WORK TASK: Where the string "below" shows up in a line of the records, copy that line.

MATERIAL FOR THE TASK:
==================================================

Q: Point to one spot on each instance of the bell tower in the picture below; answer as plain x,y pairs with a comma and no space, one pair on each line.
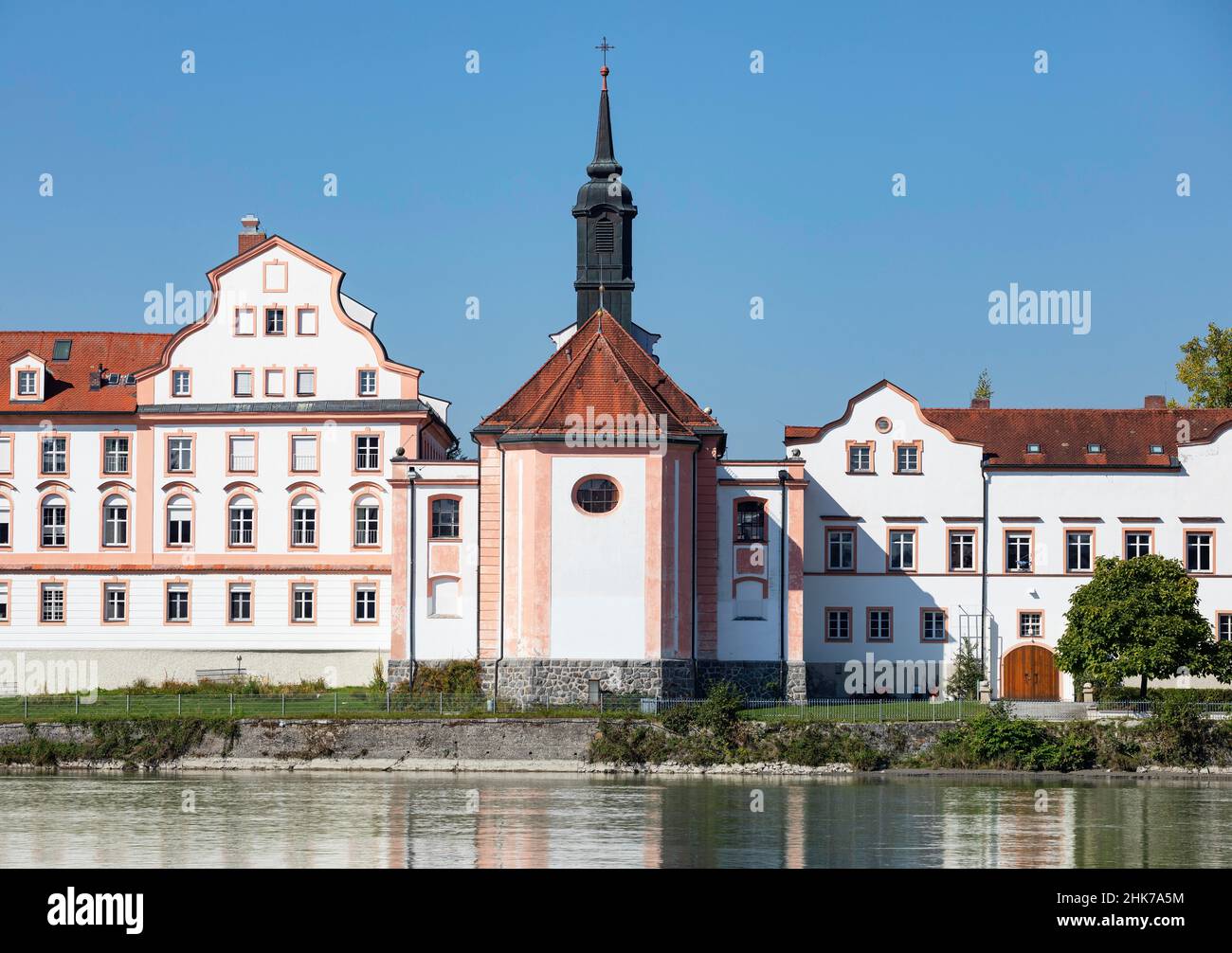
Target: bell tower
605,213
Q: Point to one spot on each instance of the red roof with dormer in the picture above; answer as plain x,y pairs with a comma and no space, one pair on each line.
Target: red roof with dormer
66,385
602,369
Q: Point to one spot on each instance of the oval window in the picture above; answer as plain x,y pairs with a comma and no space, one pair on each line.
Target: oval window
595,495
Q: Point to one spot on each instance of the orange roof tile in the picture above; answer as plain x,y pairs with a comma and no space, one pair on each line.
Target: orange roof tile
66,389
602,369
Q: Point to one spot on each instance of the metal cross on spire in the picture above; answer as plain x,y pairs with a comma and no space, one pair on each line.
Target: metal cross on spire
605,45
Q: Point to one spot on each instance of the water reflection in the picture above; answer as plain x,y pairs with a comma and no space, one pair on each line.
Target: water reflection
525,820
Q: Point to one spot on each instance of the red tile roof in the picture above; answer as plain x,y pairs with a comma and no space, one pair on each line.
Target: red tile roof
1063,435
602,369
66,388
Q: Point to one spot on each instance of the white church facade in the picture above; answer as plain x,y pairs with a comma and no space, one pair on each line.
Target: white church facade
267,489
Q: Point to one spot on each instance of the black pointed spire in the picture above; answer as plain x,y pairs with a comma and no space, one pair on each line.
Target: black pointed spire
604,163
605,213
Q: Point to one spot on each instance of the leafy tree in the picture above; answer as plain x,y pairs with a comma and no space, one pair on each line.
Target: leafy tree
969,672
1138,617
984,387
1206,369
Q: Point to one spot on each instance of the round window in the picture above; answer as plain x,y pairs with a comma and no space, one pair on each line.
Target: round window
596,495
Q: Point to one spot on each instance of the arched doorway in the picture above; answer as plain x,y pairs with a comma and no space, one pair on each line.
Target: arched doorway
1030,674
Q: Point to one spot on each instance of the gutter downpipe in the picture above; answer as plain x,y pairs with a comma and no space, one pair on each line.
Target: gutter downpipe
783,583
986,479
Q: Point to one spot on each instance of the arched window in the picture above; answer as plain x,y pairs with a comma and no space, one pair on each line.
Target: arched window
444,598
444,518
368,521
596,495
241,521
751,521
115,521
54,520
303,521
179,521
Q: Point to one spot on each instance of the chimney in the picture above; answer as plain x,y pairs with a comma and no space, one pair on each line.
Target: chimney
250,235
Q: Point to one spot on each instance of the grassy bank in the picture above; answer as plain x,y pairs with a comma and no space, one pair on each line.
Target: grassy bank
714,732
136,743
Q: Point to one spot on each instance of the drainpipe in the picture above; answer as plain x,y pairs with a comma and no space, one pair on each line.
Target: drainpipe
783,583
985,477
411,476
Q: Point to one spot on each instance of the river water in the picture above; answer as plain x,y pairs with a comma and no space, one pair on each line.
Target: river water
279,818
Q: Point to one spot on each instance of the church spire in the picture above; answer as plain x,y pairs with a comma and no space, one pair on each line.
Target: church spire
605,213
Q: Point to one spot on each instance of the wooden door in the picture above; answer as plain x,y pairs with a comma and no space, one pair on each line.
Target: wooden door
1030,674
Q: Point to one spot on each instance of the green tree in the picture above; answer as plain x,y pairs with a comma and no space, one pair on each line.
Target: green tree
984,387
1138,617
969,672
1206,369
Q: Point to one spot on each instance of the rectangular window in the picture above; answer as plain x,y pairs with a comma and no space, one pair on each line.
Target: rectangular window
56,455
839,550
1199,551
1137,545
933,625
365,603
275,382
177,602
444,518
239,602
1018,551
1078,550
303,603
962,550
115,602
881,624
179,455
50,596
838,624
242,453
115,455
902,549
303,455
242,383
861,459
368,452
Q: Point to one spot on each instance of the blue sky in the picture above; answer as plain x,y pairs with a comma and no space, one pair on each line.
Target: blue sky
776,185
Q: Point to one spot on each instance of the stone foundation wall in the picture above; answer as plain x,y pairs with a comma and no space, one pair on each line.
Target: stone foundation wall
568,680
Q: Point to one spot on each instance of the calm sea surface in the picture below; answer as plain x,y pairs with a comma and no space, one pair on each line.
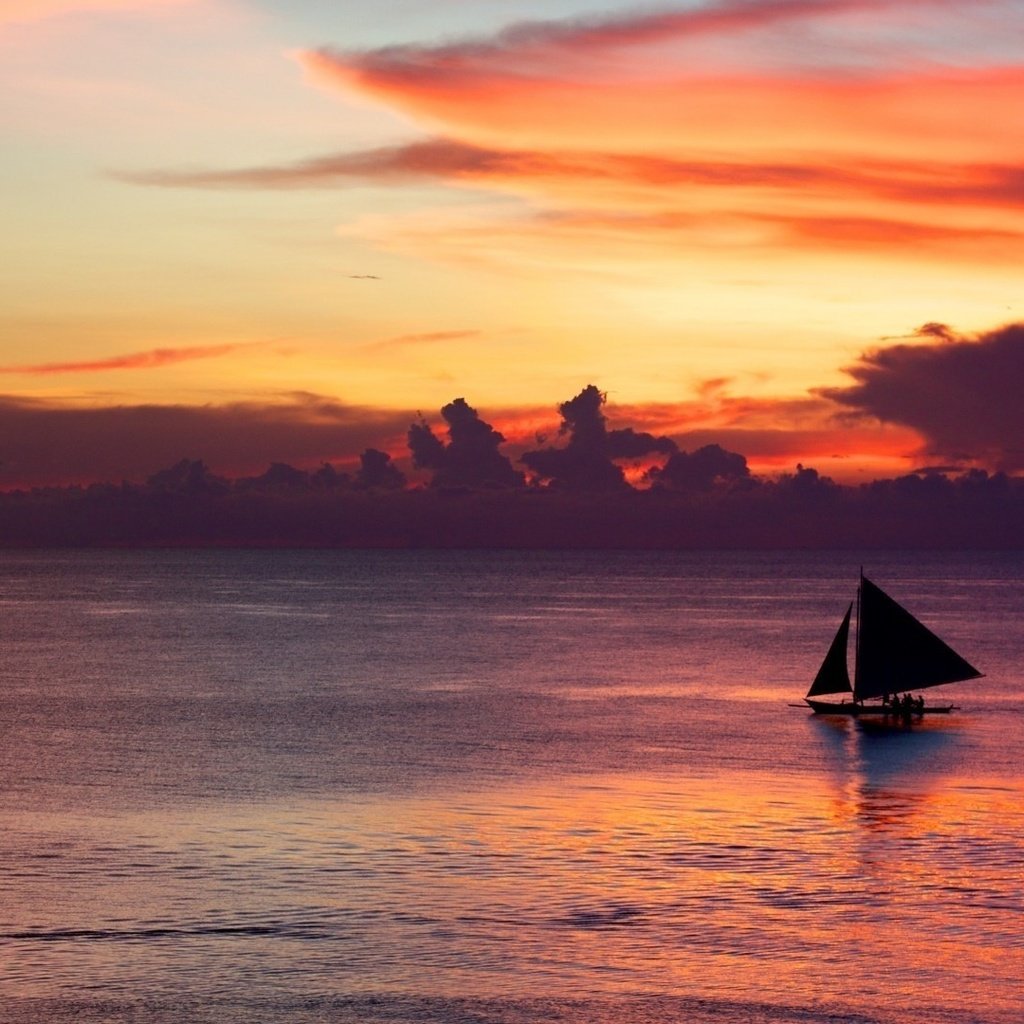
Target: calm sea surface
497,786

==================================================

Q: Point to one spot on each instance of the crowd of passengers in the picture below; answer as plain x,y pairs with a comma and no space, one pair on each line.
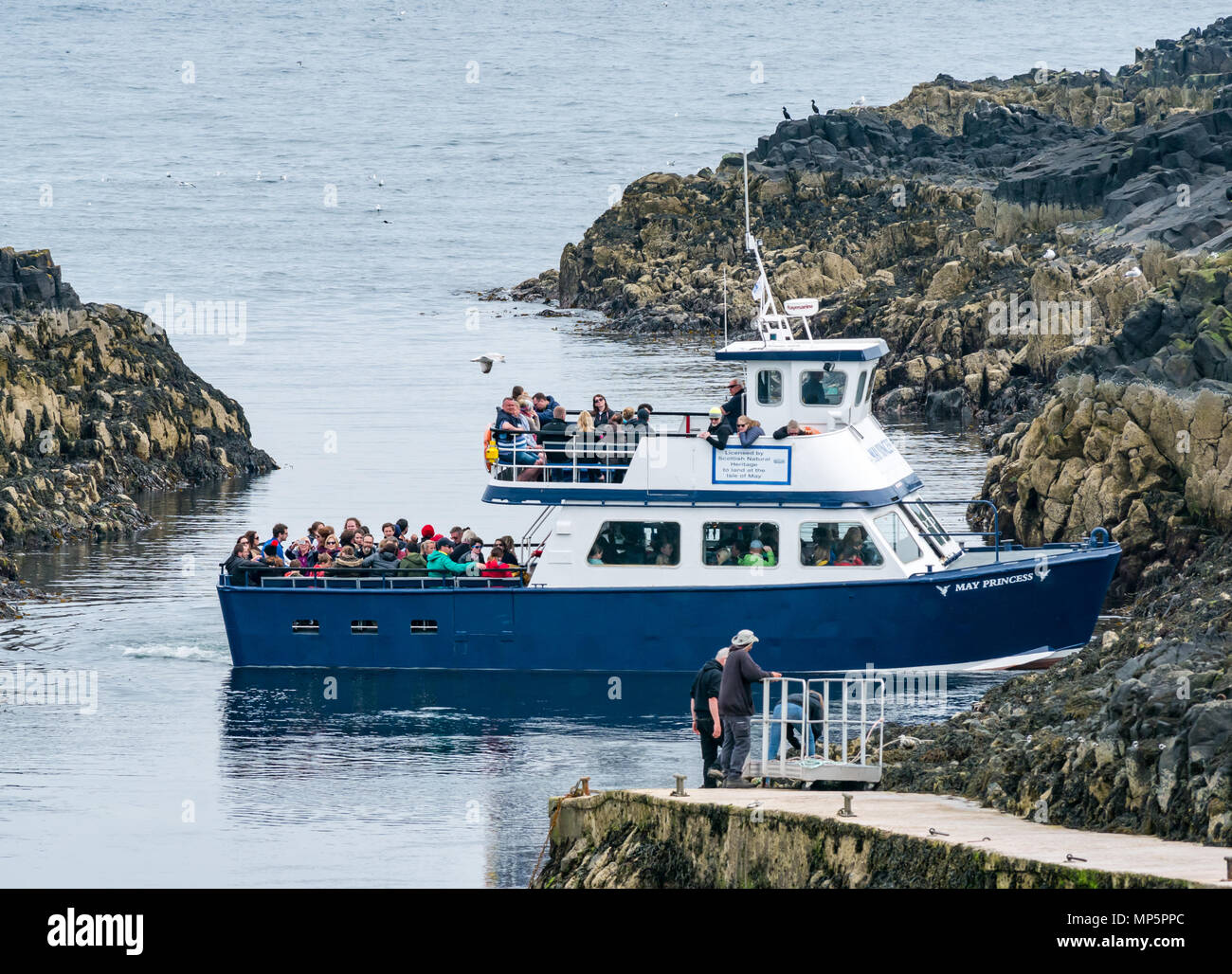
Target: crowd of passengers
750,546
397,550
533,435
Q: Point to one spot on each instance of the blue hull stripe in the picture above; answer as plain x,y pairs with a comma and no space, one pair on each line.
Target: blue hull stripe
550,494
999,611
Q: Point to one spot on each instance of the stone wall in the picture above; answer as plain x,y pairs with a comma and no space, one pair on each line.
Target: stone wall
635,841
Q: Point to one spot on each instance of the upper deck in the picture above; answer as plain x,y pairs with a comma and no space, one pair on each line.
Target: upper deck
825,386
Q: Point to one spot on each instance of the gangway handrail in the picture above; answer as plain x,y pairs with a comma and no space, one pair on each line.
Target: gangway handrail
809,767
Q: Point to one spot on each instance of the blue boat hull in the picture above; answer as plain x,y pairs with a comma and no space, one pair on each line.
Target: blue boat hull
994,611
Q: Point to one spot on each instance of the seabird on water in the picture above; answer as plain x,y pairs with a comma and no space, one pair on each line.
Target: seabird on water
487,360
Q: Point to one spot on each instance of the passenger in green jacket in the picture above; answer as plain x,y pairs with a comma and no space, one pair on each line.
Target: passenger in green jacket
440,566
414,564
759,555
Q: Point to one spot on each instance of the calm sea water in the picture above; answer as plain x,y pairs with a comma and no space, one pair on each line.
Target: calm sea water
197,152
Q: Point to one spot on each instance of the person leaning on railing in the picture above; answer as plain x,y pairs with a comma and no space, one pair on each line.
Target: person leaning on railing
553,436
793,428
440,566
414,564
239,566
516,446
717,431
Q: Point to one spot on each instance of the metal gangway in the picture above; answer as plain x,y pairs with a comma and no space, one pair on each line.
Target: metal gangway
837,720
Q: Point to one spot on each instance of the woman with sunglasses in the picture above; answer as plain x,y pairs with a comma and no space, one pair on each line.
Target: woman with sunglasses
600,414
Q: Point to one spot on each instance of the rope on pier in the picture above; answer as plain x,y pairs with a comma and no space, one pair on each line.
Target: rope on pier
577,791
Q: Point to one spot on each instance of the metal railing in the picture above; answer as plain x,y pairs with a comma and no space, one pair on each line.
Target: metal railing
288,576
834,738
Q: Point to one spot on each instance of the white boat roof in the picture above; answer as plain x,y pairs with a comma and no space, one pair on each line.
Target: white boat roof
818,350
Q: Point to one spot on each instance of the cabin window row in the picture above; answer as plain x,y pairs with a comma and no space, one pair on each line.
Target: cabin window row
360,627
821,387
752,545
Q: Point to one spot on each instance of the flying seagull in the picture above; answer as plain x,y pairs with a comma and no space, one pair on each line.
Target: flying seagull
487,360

==================================================

EXPECTED OUTPUT:
Q: Point to one spot on each instance of the bell tower in the picture below; answer as plain x,y pairs with a comma and no space, one pair on each line.
Q: Point to one spot on each instance of the calm sea surface in the picture below; answer as plain x,y pairs with a comma and no space, one pair on each line.
Q: Point to one spot on each instance of the crowd of passengers in the picture below; answer as plain x,y pairs with a comma and no space, one pair on each line.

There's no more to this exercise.